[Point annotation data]
'''

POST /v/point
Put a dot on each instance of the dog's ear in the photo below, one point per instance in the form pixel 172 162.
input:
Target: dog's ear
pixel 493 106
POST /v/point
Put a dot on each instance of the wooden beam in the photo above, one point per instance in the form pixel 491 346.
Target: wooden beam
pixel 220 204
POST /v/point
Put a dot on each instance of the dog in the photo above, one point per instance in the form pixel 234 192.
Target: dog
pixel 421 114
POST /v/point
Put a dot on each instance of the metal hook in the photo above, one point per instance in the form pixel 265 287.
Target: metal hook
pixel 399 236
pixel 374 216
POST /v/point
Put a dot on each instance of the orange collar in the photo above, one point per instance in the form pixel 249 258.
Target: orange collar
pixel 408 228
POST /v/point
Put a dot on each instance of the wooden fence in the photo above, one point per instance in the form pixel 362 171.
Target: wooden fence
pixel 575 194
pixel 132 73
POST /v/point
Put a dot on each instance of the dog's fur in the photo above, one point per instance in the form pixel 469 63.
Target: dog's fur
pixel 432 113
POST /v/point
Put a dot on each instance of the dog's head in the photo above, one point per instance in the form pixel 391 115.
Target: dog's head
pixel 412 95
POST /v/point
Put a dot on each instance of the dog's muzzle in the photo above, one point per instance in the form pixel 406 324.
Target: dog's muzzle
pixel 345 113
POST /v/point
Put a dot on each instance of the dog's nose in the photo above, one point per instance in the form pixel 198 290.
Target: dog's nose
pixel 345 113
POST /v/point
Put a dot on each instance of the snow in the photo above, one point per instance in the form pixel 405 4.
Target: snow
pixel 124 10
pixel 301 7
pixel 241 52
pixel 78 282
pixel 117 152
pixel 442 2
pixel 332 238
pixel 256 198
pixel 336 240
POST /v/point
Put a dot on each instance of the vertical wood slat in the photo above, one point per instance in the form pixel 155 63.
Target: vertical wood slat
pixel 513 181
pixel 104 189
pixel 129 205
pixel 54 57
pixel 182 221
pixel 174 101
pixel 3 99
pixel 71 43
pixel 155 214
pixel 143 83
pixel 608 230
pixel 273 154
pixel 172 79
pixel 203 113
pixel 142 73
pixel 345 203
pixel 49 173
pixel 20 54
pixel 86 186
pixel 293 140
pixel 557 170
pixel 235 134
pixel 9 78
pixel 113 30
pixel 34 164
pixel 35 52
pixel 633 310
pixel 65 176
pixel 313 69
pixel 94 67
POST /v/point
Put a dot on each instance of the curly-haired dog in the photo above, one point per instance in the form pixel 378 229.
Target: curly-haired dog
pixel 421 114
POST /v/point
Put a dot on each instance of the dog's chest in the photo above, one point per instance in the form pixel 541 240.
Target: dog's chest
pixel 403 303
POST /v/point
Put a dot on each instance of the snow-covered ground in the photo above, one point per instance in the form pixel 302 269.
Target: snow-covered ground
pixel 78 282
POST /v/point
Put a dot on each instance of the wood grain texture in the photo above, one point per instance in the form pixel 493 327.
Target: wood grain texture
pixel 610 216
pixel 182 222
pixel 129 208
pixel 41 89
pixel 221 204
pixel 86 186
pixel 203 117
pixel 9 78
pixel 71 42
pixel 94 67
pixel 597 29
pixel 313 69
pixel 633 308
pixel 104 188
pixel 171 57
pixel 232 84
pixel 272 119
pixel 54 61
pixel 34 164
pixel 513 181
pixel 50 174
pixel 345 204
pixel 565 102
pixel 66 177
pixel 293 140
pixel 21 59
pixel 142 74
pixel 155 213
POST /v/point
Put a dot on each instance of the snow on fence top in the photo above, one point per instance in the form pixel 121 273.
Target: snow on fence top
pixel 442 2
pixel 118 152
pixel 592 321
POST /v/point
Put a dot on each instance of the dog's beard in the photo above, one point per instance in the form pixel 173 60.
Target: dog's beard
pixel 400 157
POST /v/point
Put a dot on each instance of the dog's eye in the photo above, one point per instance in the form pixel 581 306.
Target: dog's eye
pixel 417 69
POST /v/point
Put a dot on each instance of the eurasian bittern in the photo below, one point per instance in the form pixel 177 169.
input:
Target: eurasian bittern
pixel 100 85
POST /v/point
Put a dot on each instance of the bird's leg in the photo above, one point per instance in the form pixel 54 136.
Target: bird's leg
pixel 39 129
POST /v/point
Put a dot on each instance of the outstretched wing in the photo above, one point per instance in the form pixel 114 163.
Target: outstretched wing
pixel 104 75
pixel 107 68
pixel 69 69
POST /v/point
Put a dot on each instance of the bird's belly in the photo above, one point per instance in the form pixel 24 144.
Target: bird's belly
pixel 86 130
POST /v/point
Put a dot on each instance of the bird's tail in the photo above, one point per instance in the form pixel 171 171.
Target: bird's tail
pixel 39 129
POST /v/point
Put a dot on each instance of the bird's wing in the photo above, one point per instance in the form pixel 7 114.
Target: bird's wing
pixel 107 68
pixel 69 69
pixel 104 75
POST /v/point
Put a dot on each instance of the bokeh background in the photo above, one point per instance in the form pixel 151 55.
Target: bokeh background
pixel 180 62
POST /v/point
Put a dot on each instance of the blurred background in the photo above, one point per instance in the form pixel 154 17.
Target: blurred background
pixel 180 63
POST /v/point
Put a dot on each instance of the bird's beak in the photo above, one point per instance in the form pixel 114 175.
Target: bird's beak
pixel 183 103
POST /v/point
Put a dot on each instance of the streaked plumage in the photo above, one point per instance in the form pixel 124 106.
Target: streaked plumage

'''

▸ WHAT THIS TASK INVOLVES: Reproduce every line of the material above exactly, without changing anything.

▸ FULL OUTPUT:
POST /v/point
Put a dot on each instance of the dog's ear in the photo below, one point per instance in the form pixel 172 162.
input:
Target: dog's ear
pixel 493 106
POST /v/point
Put a dot on each instance of the wooden beam in the photo above, one point per instance in the form pixel 491 346.
Target: wooden beam
pixel 220 204
POST /v/point
Put a dot on each instance of the dog in the photo above, one point per instance in the form pixel 234 192.
Target: dog
pixel 421 114
POST /v/point
Put a dot on each instance of the metal hook in the photo above, one point per instance in the form pixel 265 287.
Target: metal hook
pixel 399 236
pixel 374 216
POST /v/point
Put a dot on each instance of the orange collar in the photo above, one point per instance in the form pixel 249 258.
Target: orange collar
pixel 408 228
POST /v/point
Put a dot on each instance of the wooden fence in the photo above, one point per instance in the form pixel 362 171.
Target: wooden fence
pixel 575 194
pixel 132 73
POST /v/point
Put a dot on each instance of the dog's fur in the photo above, one point per instance in the form pixel 469 63.
Target: dog's fur
pixel 432 113
POST /v/point
Put a dot on each instance of the dog's head in the photo above, one point per instance in the form pixel 391 115.
Target: dog's head
pixel 412 95
POST /v/point
Put a dot on each instance of the dog's muzzle in the photo above, one point per instance in the form pixel 406 324.
Target: dog's muzzle
pixel 345 113
POST /v/point
Put a dot on each instance of the dog's nose in the photo above, one point per instance in the form pixel 198 290.
Target: dog's nose
pixel 345 113
POST /v/point
Put a dot on each instance of the snow in the photo above, one point per instance in the form pixel 405 4.
Target: snow
pixel 124 10
pixel 301 7
pixel 241 52
pixel 78 282
pixel 117 152
pixel 442 2
pixel 332 238
pixel 256 198
pixel 336 240
POST /v/point
Put a dot on each instance of the vertical wood slat in the photo above, one point per instance in the form pixel 155 63.
Target: vertical wood slat
pixel 513 181
pixel 104 189
pixel 129 205
pixel 54 57
pixel 182 221
pixel 174 101
pixel 3 99
pixel 71 43
pixel 155 214
pixel 143 83
pixel 608 230
pixel 273 154
pixel 172 79
pixel 203 113
pixel 142 73
pixel 345 203
pixel 49 173
pixel 20 54
pixel 86 186
pixel 293 140
pixel 557 170
pixel 235 134
pixel 9 78
pixel 113 30
pixel 34 164
pixel 35 52
pixel 633 310
pixel 65 176
pixel 313 69
pixel 94 67
POST /v/point
Put a dot on each instance of the curly-haired dog in the photo above, one point per instance in the form pixel 378 229.
Target: curly-haired dog
pixel 421 114
POST /v/point
Put a dot on each instance of the dog's chest in the photo above, one point per instance in the form pixel 541 240.
Target: dog's chest
pixel 403 303
POST /v/point
Put a dot on each instance of the snow-covered ground in the photo above, one point per instance in the form pixel 302 269.
Target: snow-covered ground
pixel 78 282
POST /v/point
Put a dot on each instance of the wood grain texture in the photo above, one point per instance in the form pixel 493 327.
Target: wood grain texture
pixel 610 216
pixel 182 222
pixel 129 208
pixel 41 89
pixel 221 204
pixel 86 186
pixel 203 117
pixel 9 78
pixel 71 42
pixel 94 67
pixel 597 29
pixel 313 69
pixel 633 308
pixel 104 188
pixel 171 57
pixel 232 84
pixel 272 119
pixel 54 61
pixel 34 164
pixel 513 181
pixel 50 174
pixel 345 204
pixel 565 102
pixel 66 177
pixel 293 140
pixel 21 59
pixel 142 74
pixel 155 213
POST /v/point
Put a dot on each instance of the snow on fence top in the photo above, one point per instance in the form pixel 121 273.
Target: snow on fence top
pixel 442 2
pixel 118 152
pixel 592 321
POST /v/point
Put a dot on each instance of the dog's beard in the photo above, one point per instance in the form pixel 173 60.
Target: dog's beard
pixel 400 157
POST /v/point
Put a dot on each instance of the dog's eye in the photo above, one point per instance in the form pixel 581 306.
Target: dog's eye
pixel 417 69
POST /v/point
Put a dot on each instance of the eurasian bittern in the photo below, one point per instance in the form pixel 177 169.
input:
Target: eurasian bittern
pixel 100 85
POST /v/point
Put a dot on each instance of the bird's leg in the photo above, one point per instance in the form pixel 54 136.
Target: bird's leg
pixel 39 129
POST /v/point
Put a dot on each instance of the outstretched wing in the photo above, one point per instance in the form pixel 114 163.
Target: outstretched wing
pixel 104 75
pixel 107 68
pixel 69 69
POST /v/point
Put a dot on each instance of the bird's belly in the photo above, one point per instance in the form pixel 24 144.
Target: bird's belly
pixel 86 130
POST /v/point
Put a dot on each instance of the bird's tail in the photo above, one point per instance in the form pixel 171 171.
Target: bird's tail
pixel 39 129
POST /v/point
Put a dot on each instance of the bird's wing in the photo above, one point per instance in the form pixel 7 114.
Target: bird's wing
pixel 107 68
pixel 69 69
pixel 104 75
POST /v/point
Put a dot on each instance of the bokeh background in the photo above, one point per instance in the form pixel 151 55.
Target: bokeh background
pixel 180 62
POST /v/point
Put a dot on each instance of the blurred background in the photo above, one point per instance in the form pixel 154 17.
Target: blurred background
pixel 180 63
POST /v/point
Put a dot on each instance of the bird's beak in the photo above, one point per instance in the form pixel 114 175.
Target: bird's beak
pixel 183 103
POST /v/point
Put a dot on each instance of the streaked plumage in the photo above, one point per instance in the form pixel 124 106.
Target: streaked plumage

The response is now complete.